- [Exercise brief] Repeat the data word for word. Do not include the pictures.

[Stored data]
════════════════════

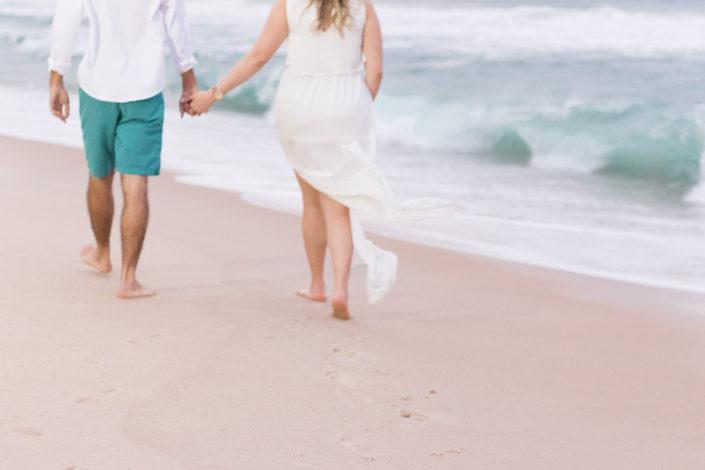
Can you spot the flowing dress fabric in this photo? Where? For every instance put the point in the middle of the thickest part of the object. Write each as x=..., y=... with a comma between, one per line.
x=325, y=122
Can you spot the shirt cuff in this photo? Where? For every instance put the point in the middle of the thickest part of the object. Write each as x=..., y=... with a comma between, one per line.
x=185, y=65
x=59, y=67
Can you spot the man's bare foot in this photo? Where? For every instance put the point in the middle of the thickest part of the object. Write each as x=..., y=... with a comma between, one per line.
x=135, y=291
x=311, y=295
x=340, y=307
x=89, y=255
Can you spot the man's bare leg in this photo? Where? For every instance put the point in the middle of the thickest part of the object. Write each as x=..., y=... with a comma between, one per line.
x=101, y=208
x=133, y=226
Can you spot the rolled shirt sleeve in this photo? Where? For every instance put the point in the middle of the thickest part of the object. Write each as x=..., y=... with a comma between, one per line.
x=178, y=36
x=67, y=21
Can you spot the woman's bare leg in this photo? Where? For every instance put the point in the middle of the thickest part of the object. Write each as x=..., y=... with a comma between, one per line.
x=337, y=217
x=315, y=240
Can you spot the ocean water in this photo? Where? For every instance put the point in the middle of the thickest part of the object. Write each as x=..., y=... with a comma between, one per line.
x=570, y=132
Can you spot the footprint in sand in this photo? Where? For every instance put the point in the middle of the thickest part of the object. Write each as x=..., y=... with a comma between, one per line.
x=415, y=415
x=357, y=448
x=120, y=393
x=85, y=356
x=345, y=352
x=14, y=425
x=447, y=452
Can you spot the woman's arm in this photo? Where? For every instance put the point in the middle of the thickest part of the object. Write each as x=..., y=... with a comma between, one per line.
x=372, y=48
x=273, y=35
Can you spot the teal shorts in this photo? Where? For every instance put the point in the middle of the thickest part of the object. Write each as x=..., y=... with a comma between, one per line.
x=126, y=137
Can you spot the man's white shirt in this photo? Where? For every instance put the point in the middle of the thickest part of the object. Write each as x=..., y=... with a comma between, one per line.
x=124, y=60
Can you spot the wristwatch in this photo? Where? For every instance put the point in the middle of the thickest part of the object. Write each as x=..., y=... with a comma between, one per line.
x=218, y=93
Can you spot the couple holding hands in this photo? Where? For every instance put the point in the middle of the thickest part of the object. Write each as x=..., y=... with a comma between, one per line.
x=324, y=118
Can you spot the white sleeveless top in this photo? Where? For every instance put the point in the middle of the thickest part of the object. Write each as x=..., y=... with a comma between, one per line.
x=320, y=53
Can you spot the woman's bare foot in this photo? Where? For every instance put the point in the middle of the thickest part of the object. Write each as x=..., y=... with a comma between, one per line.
x=340, y=307
x=313, y=295
x=135, y=291
x=90, y=256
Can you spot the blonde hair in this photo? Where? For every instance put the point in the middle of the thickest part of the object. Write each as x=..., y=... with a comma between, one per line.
x=334, y=13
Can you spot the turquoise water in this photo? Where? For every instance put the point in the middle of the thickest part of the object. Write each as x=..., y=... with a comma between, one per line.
x=571, y=132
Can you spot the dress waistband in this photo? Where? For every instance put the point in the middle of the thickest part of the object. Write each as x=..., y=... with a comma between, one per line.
x=291, y=71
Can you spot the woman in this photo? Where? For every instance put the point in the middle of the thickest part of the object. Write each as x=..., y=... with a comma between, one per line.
x=325, y=122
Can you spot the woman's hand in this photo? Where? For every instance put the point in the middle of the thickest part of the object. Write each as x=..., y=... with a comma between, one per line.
x=201, y=102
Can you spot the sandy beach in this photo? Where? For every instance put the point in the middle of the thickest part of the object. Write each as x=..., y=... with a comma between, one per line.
x=469, y=363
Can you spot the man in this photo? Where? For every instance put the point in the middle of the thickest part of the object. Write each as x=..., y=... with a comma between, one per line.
x=121, y=79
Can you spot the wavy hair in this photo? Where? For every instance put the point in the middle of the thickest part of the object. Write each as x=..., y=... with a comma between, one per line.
x=332, y=13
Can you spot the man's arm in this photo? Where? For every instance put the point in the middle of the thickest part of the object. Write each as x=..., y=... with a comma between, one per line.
x=67, y=21
x=178, y=38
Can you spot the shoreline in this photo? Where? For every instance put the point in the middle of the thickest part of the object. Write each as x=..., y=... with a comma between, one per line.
x=417, y=235
x=470, y=362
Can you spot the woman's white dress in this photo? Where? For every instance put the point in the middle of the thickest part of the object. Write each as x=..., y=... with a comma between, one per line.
x=325, y=122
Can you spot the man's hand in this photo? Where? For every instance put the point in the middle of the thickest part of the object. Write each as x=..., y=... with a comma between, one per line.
x=202, y=102
x=58, y=97
x=190, y=88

════════════════════

- [Response below]
Can you spot the flowing dress fabric in this photo? Where? For every instance put the point in the middle of the thickest part of the object. Write each as x=..., y=... with a comma between, one per line.
x=325, y=122
Can you spot the shirt cuff in this photo? Where? For every instance put the point in the middle of the thickest part of the object. Write each as x=..., y=... with a comma between, one per line.
x=185, y=65
x=59, y=67
Can you spot the man's bare foot in this photo? Where? For every instance put the point in the middle of the thickest part of the object. Write each as x=..., y=... with a comma between, one per line.
x=135, y=291
x=311, y=295
x=340, y=307
x=89, y=255
Can you spot the man's bare leg in this photo? Where? For every instance put the point in the middle of the thickest part of the object. Write each as x=..., y=... with a comma between, one per line.
x=101, y=208
x=133, y=226
Can you spot the rolled shirt sleeve in this photo? Where? For every instance put the point in the middle of the thickest part of the object. Write each as x=..., y=... with a comma between, one per line.
x=178, y=36
x=67, y=21
Can you spot the woman's bare leg in this photo? Where? For every instance put the point in the middle of the thickest part of the object. Write each as x=..., y=... with a comma between, one per line.
x=337, y=217
x=315, y=240
Can you spot the ocean water in this photo? Where? For every instance put the point in the middle of the thickest part of the object. Write each as x=..., y=... with a comma between, one per line.
x=570, y=132
Can you spot the footprint in sand in this photo? Where? For every instance put the point in the middle of the thickest part of the object. Write each as x=..., y=... with a comma between, one per line.
x=415, y=415
x=357, y=448
x=120, y=393
x=85, y=356
x=345, y=352
x=14, y=425
x=447, y=452
Can you spot the woman's arm in this photo? Where? For every instance put the point in the middle of the thickest part of the object. Write each as x=..., y=... with a comma between, one per line.
x=372, y=48
x=273, y=35
Can you spot the teal shorts in this photo? Where? For every instance put the point in the middle of the thickest part of the object. Write each as x=..., y=... with a comma between, one per line.
x=126, y=137
Can you spot the man's white shirt in this photo? Where? For every instance put the point in the middle of the thickest part of the object. Write each as x=..., y=... with a comma between, one per line.
x=124, y=60
Can you spot the wristwatch in this photo? Where? For every instance put the point in the middle of the thickest part of the object. Write each as x=..., y=... with a comma between, one per line.
x=218, y=93
Can you spot the couple holding hands in this photo? Where? For every instance put the point in the middle of the thickest part of the object. Write each as x=..., y=... with a comma between, one per line.
x=324, y=118
Can you spot the white sleeveless top in this photo? Where? For every instance put the point in the middle of the thickest part of the object. Write each as x=..., y=... with a comma between, one per line.
x=320, y=53
Can you spot the woman's bare foot in this photo? Where? For every instance put the point in the middle of the thickest part of the object. Write each as x=..., y=... with a comma between, one per line.
x=340, y=307
x=313, y=295
x=135, y=291
x=90, y=256
Can you spot the blonde hair in this photo? Where? For every instance put the point in the middle of the thickest part of the object. Write each as x=..., y=... with a comma between, one per line.
x=334, y=13
Can you spot the turquoise water in this photo? Where? For every instance put the point in the middle of the thickest part of the object. Write each as x=..., y=... with a comma between, one per line.
x=571, y=132
Can you spot the dress waistband in this photo? Where? For every instance put the point in the middle of the thickest part of the object. Write each as x=..., y=... with a comma between, one per line.
x=291, y=71
Can you spot the woman in this photo? Where? For every instance put the point in the middle of the thickest part of the object. Write each as x=..., y=... with a comma between, one per line.
x=325, y=122
Can you spot the woman's hand in this photo? Where? For every instance put the point in the middle of the thickest part of the object. Write each as x=..., y=... with a comma between, one per line.
x=201, y=102
Can you spot the sandy beach in this photo? Where? For every instance put the point in the middle of the thickest part of the object. Write each as x=..., y=... with a comma between, one per line.
x=469, y=363
Can you spot the man in this photo? Where? For every instance put the point in the middle of the thickest part of the object. Write each as x=..., y=... with a comma between, one per line.
x=121, y=79
Can you spot the wavy hair in this photo? Where? For every instance put the point in the middle of the thickest part of the object. Write each as x=..., y=... with a comma between, one per line.
x=332, y=13
Can you spot the man's arm in this photo? Where? For every instance put the point in the middle of the thickest part of the object. Write each as x=..., y=... with a comma between, one per line.
x=67, y=21
x=178, y=38
Can you spot the shoreline in this photo? Where? For every instance put the point in the middle of the thickest part of the object. Write each as x=..., y=... with a comma between, one per line.
x=417, y=235
x=470, y=362
Can you spot the woman's white dress in this photo? Where? For every instance put the point in the middle of the thickest part of the object. Write each as x=..., y=... with a comma between, one per line.
x=325, y=122
Can you spot the man's hand in this photo? Where? For every instance put the point in the middle of the thickest part of the object. Write each as x=..., y=... with a comma between, one per line.
x=202, y=102
x=58, y=97
x=190, y=88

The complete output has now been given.